* Stored data entries

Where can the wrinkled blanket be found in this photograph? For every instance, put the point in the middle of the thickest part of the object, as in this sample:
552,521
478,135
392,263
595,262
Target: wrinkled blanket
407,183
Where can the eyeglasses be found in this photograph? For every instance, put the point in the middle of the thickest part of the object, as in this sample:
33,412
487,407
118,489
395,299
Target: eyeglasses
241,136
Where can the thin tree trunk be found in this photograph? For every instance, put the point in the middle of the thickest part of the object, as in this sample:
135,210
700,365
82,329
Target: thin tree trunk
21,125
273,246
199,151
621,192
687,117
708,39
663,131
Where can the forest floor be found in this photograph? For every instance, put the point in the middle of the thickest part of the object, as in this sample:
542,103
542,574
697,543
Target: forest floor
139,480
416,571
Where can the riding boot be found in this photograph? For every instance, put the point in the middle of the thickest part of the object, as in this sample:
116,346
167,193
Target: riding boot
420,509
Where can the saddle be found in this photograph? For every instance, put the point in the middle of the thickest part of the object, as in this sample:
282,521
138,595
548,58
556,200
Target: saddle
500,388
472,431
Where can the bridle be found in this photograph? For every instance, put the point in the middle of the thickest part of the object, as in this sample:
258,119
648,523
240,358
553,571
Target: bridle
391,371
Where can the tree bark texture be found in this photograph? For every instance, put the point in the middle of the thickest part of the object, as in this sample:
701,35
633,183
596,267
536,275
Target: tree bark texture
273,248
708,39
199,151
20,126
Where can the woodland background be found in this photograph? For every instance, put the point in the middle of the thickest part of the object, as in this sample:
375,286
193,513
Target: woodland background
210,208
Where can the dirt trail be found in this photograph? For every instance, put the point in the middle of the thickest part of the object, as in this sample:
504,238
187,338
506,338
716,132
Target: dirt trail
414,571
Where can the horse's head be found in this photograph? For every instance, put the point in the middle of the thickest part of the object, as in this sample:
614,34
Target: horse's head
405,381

* WORK ORDER
Each record should be given again exactly as it reads.

* RESPONSE
Where can the wrinkled blanket be found in this photograph? For every instance, put the point in the middle of the thickest part of the object, as in this sample:
552,521
478,135
392,263
595,262
Target: wrinkled blanket
407,183
Where can the eyeglasses be found in this photograph? For every instance, put the point in the middle of the thickest part of the object, as in this sample:
33,412
487,407
118,489
395,299
Target: eyeglasses
241,136
Where can the thin tree trunk be found in this photograph? For every instance, put the point in the middle of the thickest part of the object, as in this sample:
135,210
700,365
82,329
Target: thin tree trunk
21,125
273,246
199,151
621,192
687,117
708,39
663,131
Where can the forest floor be found in this photograph? For every instance, put the point in the middle of the thickest part of the object, as in this sample:
542,103
542,574
697,543
Target: forest floor
139,480
416,571
Where can the riding boot be found in this photograph? For every instance, put the point in the middle of the thickest part of the object, as in this sample:
116,346
167,193
Target: riding boot
420,509
Where can the saddle be found in this photograph? For every instance, put the point in the middle of the thickest part of the object, as in this sample:
282,521
138,595
548,58
556,200
Target: saddle
500,388
472,431
Where can the bridle be found in this photograph? For every instance, put the point in the middle of the thickest part of the object, as in this sample:
258,119
648,523
240,358
553,571
Target: bridle
391,371
Where can the tree bark texture be found in this photograph? For every instance, put the point in the middle of the thickest part of the object, as in this sample:
701,35
633,183
596,267
536,275
Target: tree bark texture
273,248
708,39
199,151
20,126
Where can the woodland background be found in this photograph? For every instance, put the point in the middle of the thickest part of the object, as in this sample:
375,286
193,513
Target: woodland background
210,208
Where can the dirt trail be found in this photograph? For every instance, put the point in the middle of the thickest part of the object, as in this sample:
504,238
187,338
506,338
716,132
Target: dirt trail
414,571
Where can the horse's head be found in this photograph? For every instance, put the point in the middle of the thickest part of the object, as in this sample:
614,34
Target: horse's head
405,381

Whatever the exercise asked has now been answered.